**STATED PROBLEM:**
Please extract every line in the entries below that contains the word "orchid", copying each line in full.

=======

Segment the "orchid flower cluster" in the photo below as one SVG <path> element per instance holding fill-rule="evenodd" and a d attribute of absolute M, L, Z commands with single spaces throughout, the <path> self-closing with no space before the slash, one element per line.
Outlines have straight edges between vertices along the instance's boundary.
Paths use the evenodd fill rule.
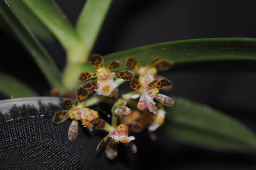
<path fill-rule="evenodd" d="M 115 158 L 117 155 L 118 143 L 125 143 L 132 153 L 136 153 L 137 147 L 131 142 L 135 139 L 135 137 L 129 136 L 129 133 L 139 132 L 146 128 L 149 132 L 155 131 L 164 122 L 166 112 L 163 105 L 170 106 L 174 104 L 170 97 L 159 93 L 160 89 L 169 89 L 172 82 L 156 75 L 158 70 L 166 70 L 173 63 L 167 60 L 156 63 L 159 59 L 159 57 L 156 58 L 143 66 L 135 58 L 129 57 L 126 59 L 125 65 L 133 72 L 123 70 L 112 72 L 113 70 L 120 66 L 120 62 L 113 61 L 106 67 L 102 56 L 98 54 L 92 55 L 88 58 L 88 61 L 96 69 L 96 72 L 82 73 L 78 76 L 78 79 L 81 81 L 96 79 L 87 82 L 77 89 L 76 105 L 70 99 L 63 101 L 63 104 L 69 109 L 56 113 L 52 119 L 53 123 L 59 124 L 69 118 L 72 120 L 68 133 L 68 139 L 71 141 L 77 136 L 79 120 L 84 127 L 90 130 L 96 129 L 106 131 L 108 135 L 100 142 L 96 150 L 99 151 L 108 141 L 105 153 L 110 159 Z M 133 78 L 135 75 L 139 75 L 138 79 Z M 118 81 L 114 80 L 116 79 L 121 80 Z M 117 88 L 125 81 L 131 81 L 130 87 L 135 90 L 121 94 Z M 94 92 L 95 94 L 92 95 L 90 99 L 86 101 L 87 96 Z M 137 106 L 133 105 L 131 101 L 139 97 Z M 106 99 L 110 97 L 113 100 Z M 93 98 L 95 99 L 94 102 L 92 100 Z M 154 99 L 162 104 L 158 105 L 157 108 Z M 98 119 L 99 114 L 97 111 L 87 107 L 104 101 L 109 102 L 110 101 L 113 105 L 111 110 L 112 114 L 111 125 L 102 119 Z M 142 113 L 139 111 L 142 110 Z M 150 134 L 151 135 L 150 136 L 154 138 L 153 134 Z"/>

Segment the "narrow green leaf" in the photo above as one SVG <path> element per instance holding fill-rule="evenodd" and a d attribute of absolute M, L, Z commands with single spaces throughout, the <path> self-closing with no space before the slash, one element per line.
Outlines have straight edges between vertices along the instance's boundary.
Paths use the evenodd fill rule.
<path fill-rule="evenodd" d="M 33 97 L 37 93 L 26 84 L 3 73 L 0 72 L 0 91 L 8 98 Z"/>
<path fill-rule="evenodd" d="M 0 1 L 0 14 L 30 53 L 50 84 L 60 88 L 60 73 L 57 67 L 26 23 L 6 0 Z"/>
<path fill-rule="evenodd" d="M 91 51 L 112 0 L 88 0 L 76 23 L 76 28 Z"/>
<path fill-rule="evenodd" d="M 22 0 L 52 33 L 66 50 L 81 40 L 67 16 L 53 0 Z"/>
<path fill-rule="evenodd" d="M 166 108 L 169 136 L 200 147 L 232 151 L 256 150 L 256 136 L 242 123 L 209 107 L 175 98 Z"/>
<path fill-rule="evenodd" d="M 157 57 L 168 59 L 174 64 L 188 62 L 231 60 L 256 60 L 256 39 L 214 38 L 180 40 L 144 46 L 105 56 L 105 64 L 118 60 L 118 70 L 125 69 L 125 60 L 136 58 L 142 66 Z M 91 71 L 92 67 L 85 65 Z"/>
<path fill-rule="evenodd" d="M 50 32 L 21 1 L 7 0 L 18 15 L 32 31 L 40 37 L 53 41 L 55 39 Z"/>

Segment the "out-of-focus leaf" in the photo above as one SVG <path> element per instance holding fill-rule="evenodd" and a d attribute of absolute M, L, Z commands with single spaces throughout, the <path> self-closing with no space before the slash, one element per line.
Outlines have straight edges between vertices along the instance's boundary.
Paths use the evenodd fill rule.
<path fill-rule="evenodd" d="M 8 97 L 33 97 L 37 93 L 17 79 L 0 72 L 0 91 Z"/>
<path fill-rule="evenodd" d="M 112 0 L 87 0 L 77 20 L 76 28 L 91 50 L 93 46 Z"/>
<path fill-rule="evenodd" d="M 214 60 L 256 60 L 256 39 L 205 38 L 160 43 L 106 55 L 104 58 L 105 64 L 118 60 L 121 63 L 118 70 L 125 69 L 125 60 L 129 57 L 136 58 L 142 66 L 145 66 L 149 61 L 157 57 L 160 57 L 160 59 L 171 60 L 174 65 Z M 92 67 L 88 64 L 84 67 L 88 68 L 86 71 L 92 69 Z"/>
<path fill-rule="evenodd" d="M 55 38 L 48 28 L 21 1 L 7 0 L 29 28 L 40 38 L 50 41 Z"/>
<path fill-rule="evenodd" d="M 166 108 L 169 136 L 200 147 L 255 151 L 256 136 L 241 122 L 209 106 L 181 98 Z"/>
<path fill-rule="evenodd" d="M 26 23 L 6 0 L 0 1 L 0 14 L 31 54 L 50 84 L 60 88 L 60 73 L 53 61 Z"/>
<path fill-rule="evenodd" d="M 53 0 L 22 0 L 68 50 L 81 39 L 60 8 Z"/>

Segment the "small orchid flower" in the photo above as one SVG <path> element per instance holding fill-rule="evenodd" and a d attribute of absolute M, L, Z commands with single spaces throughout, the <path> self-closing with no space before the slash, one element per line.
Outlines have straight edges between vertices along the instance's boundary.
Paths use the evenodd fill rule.
<path fill-rule="evenodd" d="M 128 127 L 129 132 L 138 132 L 143 129 L 146 125 L 143 118 L 137 110 L 132 111 L 130 115 L 125 116 L 120 120 L 122 123 L 125 123 Z"/>
<path fill-rule="evenodd" d="M 97 77 L 94 81 L 85 84 L 83 86 L 88 89 L 89 94 L 95 91 L 99 95 L 112 97 L 115 94 L 115 89 L 117 86 L 113 79 L 130 81 L 134 76 L 134 74 L 129 70 L 111 72 L 112 70 L 120 66 L 120 63 L 117 60 L 111 62 L 107 68 L 104 65 L 103 58 L 99 54 L 92 54 L 89 57 L 88 61 L 96 69 L 97 72 L 82 73 L 78 76 L 78 78 L 81 81 L 84 81 Z"/>
<path fill-rule="evenodd" d="M 151 112 L 146 110 L 144 112 L 144 117 L 149 124 L 148 130 L 155 131 L 164 124 L 166 112 L 163 108 L 156 109 L 157 114 L 152 114 Z"/>
<path fill-rule="evenodd" d="M 78 121 L 82 122 L 82 125 L 92 130 L 92 125 L 91 122 L 99 117 L 97 111 L 84 107 L 85 101 L 88 91 L 83 87 L 80 87 L 76 91 L 77 104 L 76 105 L 71 100 L 66 99 L 62 104 L 69 108 L 69 110 L 62 110 L 55 113 L 52 118 L 52 122 L 59 124 L 69 118 L 72 119 L 68 132 L 68 139 L 73 141 L 77 136 Z"/>
<path fill-rule="evenodd" d="M 127 67 L 134 70 L 140 75 L 139 80 L 142 86 L 146 88 L 150 82 L 155 80 L 155 76 L 157 73 L 157 70 L 165 70 L 173 65 L 172 62 L 167 60 L 162 60 L 154 64 L 160 58 L 160 57 L 155 58 L 146 66 L 143 67 L 139 64 L 135 58 L 130 57 L 126 59 L 125 65 Z"/>
<path fill-rule="evenodd" d="M 125 105 L 127 104 L 127 102 L 123 99 L 118 99 L 111 109 L 111 112 L 113 116 L 121 118 L 130 115 L 132 113 L 132 110 Z"/>
<path fill-rule="evenodd" d="M 156 107 L 155 106 L 156 103 L 153 100 L 155 98 L 166 106 L 172 106 L 174 103 L 171 98 L 165 95 L 158 94 L 158 90 L 171 86 L 172 84 L 172 82 L 168 80 L 163 79 L 158 81 L 155 80 L 149 83 L 145 88 L 138 79 L 132 79 L 131 81 L 130 87 L 142 94 L 137 105 L 137 108 L 140 110 L 143 110 L 147 108 L 150 112 L 156 114 Z"/>
<path fill-rule="evenodd" d="M 93 122 L 92 123 L 94 128 L 104 130 L 108 132 L 108 134 L 99 143 L 96 150 L 99 151 L 104 143 L 110 139 L 105 151 L 107 157 L 110 159 L 114 159 L 117 155 L 116 142 L 127 143 L 127 146 L 132 150 L 133 153 L 137 152 L 136 146 L 132 143 L 130 143 L 131 141 L 135 139 L 135 138 L 133 136 L 128 136 L 128 128 L 126 124 L 122 123 L 115 127 L 101 119 L 97 119 Z"/>

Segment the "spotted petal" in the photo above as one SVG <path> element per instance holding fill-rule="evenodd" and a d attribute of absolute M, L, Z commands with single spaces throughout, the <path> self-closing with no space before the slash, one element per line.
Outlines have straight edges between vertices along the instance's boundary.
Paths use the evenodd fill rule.
<path fill-rule="evenodd" d="M 154 68 L 151 68 L 148 71 L 146 70 L 142 73 L 139 77 L 139 80 L 144 87 L 146 88 L 149 83 L 155 80 L 154 77 L 157 72 L 156 69 Z"/>
<path fill-rule="evenodd" d="M 88 90 L 85 88 L 80 87 L 76 91 L 76 98 L 77 99 L 77 106 L 82 104 L 84 105 L 84 103 L 88 93 Z"/>
<path fill-rule="evenodd" d="M 59 124 L 69 118 L 70 110 L 62 110 L 56 113 L 52 118 L 52 122 L 54 124 Z"/>
<path fill-rule="evenodd" d="M 173 65 L 172 62 L 168 60 L 159 61 L 154 65 L 154 66 L 159 71 L 166 71 Z"/>
<path fill-rule="evenodd" d="M 108 73 L 110 73 L 111 71 L 117 68 L 120 66 L 120 62 L 117 60 L 114 60 L 111 62 L 107 67 L 107 71 Z"/>
<path fill-rule="evenodd" d="M 97 84 L 98 88 L 95 89 L 94 90 L 97 92 L 98 95 L 105 96 L 111 95 L 113 90 L 117 86 L 117 84 L 110 76 L 106 80 L 98 80 Z"/>
<path fill-rule="evenodd" d="M 105 150 L 106 156 L 109 159 L 115 159 L 117 155 L 117 146 L 115 141 L 110 139 L 106 146 Z"/>
<path fill-rule="evenodd" d="M 146 65 L 145 67 L 150 67 L 152 66 L 152 64 L 155 62 L 156 61 L 159 60 L 160 58 L 159 57 L 156 57 L 153 60 L 149 61 L 148 62 L 148 64 Z"/>
<path fill-rule="evenodd" d="M 144 88 L 140 81 L 137 79 L 132 79 L 131 81 L 130 87 L 136 90 L 139 91 L 141 93 L 142 93 L 144 92 L 145 88 Z"/>
<path fill-rule="evenodd" d="M 109 138 L 110 138 L 110 137 L 109 137 L 109 134 L 108 134 L 107 136 L 105 136 L 104 138 L 102 139 L 101 141 L 100 141 L 100 143 L 99 143 L 98 145 L 97 146 L 97 148 L 96 148 L 96 150 L 99 151 L 101 146 L 102 146 L 102 145 L 104 144 L 104 143 L 106 143 L 106 142 L 107 142 L 107 141 L 108 140 Z"/>
<path fill-rule="evenodd" d="M 174 101 L 170 97 L 165 95 L 158 94 L 155 98 L 166 106 L 172 106 L 174 104 Z"/>
<path fill-rule="evenodd" d="M 76 139 L 77 136 L 78 132 L 78 121 L 73 120 L 68 128 L 68 140 L 73 141 Z"/>
<path fill-rule="evenodd" d="M 160 89 L 170 86 L 172 84 L 172 83 L 170 80 L 167 79 L 162 79 L 156 83 L 156 85 L 154 86 L 154 87 L 157 88 L 157 89 Z"/>
<path fill-rule="evenodd" d="M 80 110 L 80 118 L 83 119 L 82 125 L 86 126 L 88 129 L 92 130 L 92 124 L 91 122 L 99 117 L 99 113 L 97 111 L 88 109 L 83 108 Z"/>
<path fill-rule="evenodd" d="M 116 127 L 110 137 L 116 142 L 127 143 L 135 139 L 133 136 L 128 136 L 128 127 L 126 124 L 120 124 Z"/>
<path fill-rule="evenodd" d="M 139 110 L 142 110 L 148 108 L 149 111 L 156 114 L 156 107 L 155 106 L 156 104 L 156 102 L 152 99 L 151 95 L 147 92 L 145 92 L 140 96 L 139 103 L 137 104 L 137 108 Z"/>
<path fill-rule="evenodd" d="M 157 81 L 157 80 L 155 80 L 149 83 L 148 85 L 148 87 L 147 87 L 147 89 L 152 89 L 152 87 L 153 87 L 153 86 L 154 86 L 154 84 L 155 84 L 156 82 Z"/>
<path fill-rule="evenodd" d="M 126 59 L 125 66 L 127 67 L 135 70 L 137 71 L 140 70 L 141 66 L 137 60 L 134 57 L 128 57 Z"/>
<path fill-rule="evenodd" d="M 85 72 L 80 74 L 78 76 L 78 79 L 80 81 L 83 81 L 92 78 L 97 77 L 98 75 L 97 73 L 92 72 Z"/>
<path fill-rule="evenodd" d="M 109 132 L 113 130 L 113 128 L 105 120 L 101 119 L 99 119 L 92 123 L 93 128 L 97 129 L 105 130 Z"/>
<path fill-rule="evenodd" d="M 105 67 L 103 58 L 99 54 L 92 55 L 88 58 L 88 61 L 96 70 Z"/>
<path fill-rule="evenodd" d="M 84 84 L 83 87 L 87 89 L 88 94 L 92 93 L 94 91 L 94 89 L 97 87 L 97 81 L 98 79 L 96 79 L 93 81 Z"/>
<path fill-rule="evenodd" d="M 62 103 L 72 110 L 74 110 L 76 108 L 76 106 L 75 105 L 72 100 L 70 99 L 65 99 Z"/>
<path fill-rule="evenodd" d="M 130 81 L 134 77 L 134 74 L 130 70 L 123 70 L 109 73 L 113 78 L 120 79 Z"/>

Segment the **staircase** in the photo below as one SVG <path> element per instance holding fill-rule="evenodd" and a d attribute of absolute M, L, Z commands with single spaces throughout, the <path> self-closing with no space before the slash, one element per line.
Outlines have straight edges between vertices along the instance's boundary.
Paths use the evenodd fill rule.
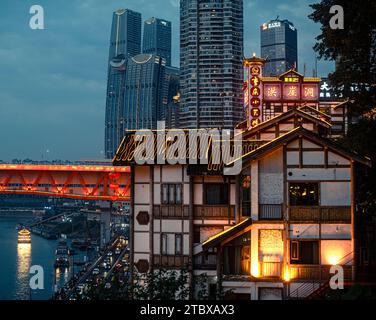
<path fill-rule="evenodd" d="M 350 258 L 349 258 L 350 257 Z M 344 256 L 339 260 L 338 265 L 352 265 L 354 259 L 353 252 Z M 344 279 L 345 281 L 345 279 Z M 329 280 L 312 280 L 310 282 L 303 283 L 300 287 L 294 290 L 289 295 L 290 300 L 320 300 L 323 299 L 325 294 L 330 290 Z"/>

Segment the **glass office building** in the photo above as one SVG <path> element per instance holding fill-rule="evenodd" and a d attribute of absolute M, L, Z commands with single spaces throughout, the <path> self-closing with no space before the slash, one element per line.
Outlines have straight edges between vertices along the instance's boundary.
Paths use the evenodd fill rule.
<path fill-rule="evenodd" d="M 267 59 L 264 76 L 298 71 L 298 31 L 288 20 L 271 20 L 261 26 L 261 56 Z"/>
<path fill-rule="evenodd" d="M 243 119 L 243 0 L 180 1 L 184 128 L 229 128 Z"/>
<path fill-rule="evenodd" d="M 150 18 L 144 23 L 143 53 L 154 54 L 171 66 L 171 22 Z"/>
<path fill-rule="evenodd" d="M 108 58 L 108 78 L 105 120 L 105 154 L 112 159 L 120 140 L 123 127 L 122 99 L 126 62 L 129 57 L 141 53 L 141 14 L 128 9 L 113 13 L 110 50 Z"/>
<path fill-rule="evenodd" d="M 113 158 L 127 130 L 156 129 L 160 120 L 166 61 L 151 54 L 125 59 L 117 57 L 110 63 L 112 83 L 109 92 L 113 119 L 107 130 L 106 155 Z"/>

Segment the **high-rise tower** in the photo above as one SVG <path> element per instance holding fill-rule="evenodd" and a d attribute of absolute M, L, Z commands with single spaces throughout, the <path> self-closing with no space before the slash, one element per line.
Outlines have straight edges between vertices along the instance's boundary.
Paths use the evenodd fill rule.
<path fill-rule="evenodd" d="M 264 76 L 298 71 L 298 31 L 288 20 L 272 20 L 261 26 L 261 56 L 267 59 Z"/>
<path fill-rule="evenodd" d="M 128 58 L 141 53 L 141 14 L 117 10 L 113 14 L 105 123 L 105 154 L 111 159 L 123 138 L 122 110 L 124 104 L 125 69 Z"/>
<path fill-rule="evenodd" d="M 233 129 L 243 117 L 243 0 L 180 1 L 184 128 Z"/>
<path fill-rule="evenodd" d="M 171 22 L 150 18 L 144 23 L 144 39 L 142 52 L 154 54 L 171 65 Z"/>

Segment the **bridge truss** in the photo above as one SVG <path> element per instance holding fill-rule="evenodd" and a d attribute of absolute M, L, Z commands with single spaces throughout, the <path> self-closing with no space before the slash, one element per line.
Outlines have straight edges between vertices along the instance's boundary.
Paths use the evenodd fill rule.
<path fill-rule="evenodd" d="M 129 201 L 129 167 L 0 164 L 0 194 Z"/>

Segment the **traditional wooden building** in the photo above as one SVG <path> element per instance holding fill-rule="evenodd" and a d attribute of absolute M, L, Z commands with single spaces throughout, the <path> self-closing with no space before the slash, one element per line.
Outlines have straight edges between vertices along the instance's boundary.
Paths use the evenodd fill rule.
<path fill-rule="evenodd" d="M 192 287 L 206 274 L 212 297 L 252 300 L 310 296 L 328 285 L 332 265 L 353 279 L 354 172 L 370 161 L 333 142 L 331 126 L 303 105 L 245 129 L 233 176 L 136 165 L 124 139 L 114 165 L 132 167 L 133 271 L 186 267 Z"/>

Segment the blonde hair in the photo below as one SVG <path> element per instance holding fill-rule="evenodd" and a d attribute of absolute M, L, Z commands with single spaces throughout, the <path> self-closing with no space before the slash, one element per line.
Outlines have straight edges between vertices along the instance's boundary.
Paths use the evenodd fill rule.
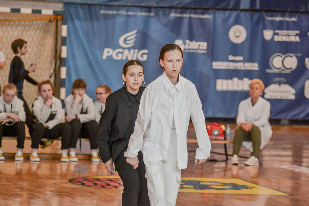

=======

**ANSWER IN FULL:**
Segment the "orchid flower cluster" in the photo below as one SVG <path> element per instance holding fill-rule="evenodd" and a d attribute of absolute M, L, Z commands with single spaces throughout, the <path> self-closing with no space before the slash, one element per line.
Segment the "small orchid flower" in the photo above as one SVG <path> element per instance holding fill-rule="evenodd" and a d attribute of absolute M, L, Z commands with single spaces throughout, the <path> self-closing with no space before the slash, one element per line.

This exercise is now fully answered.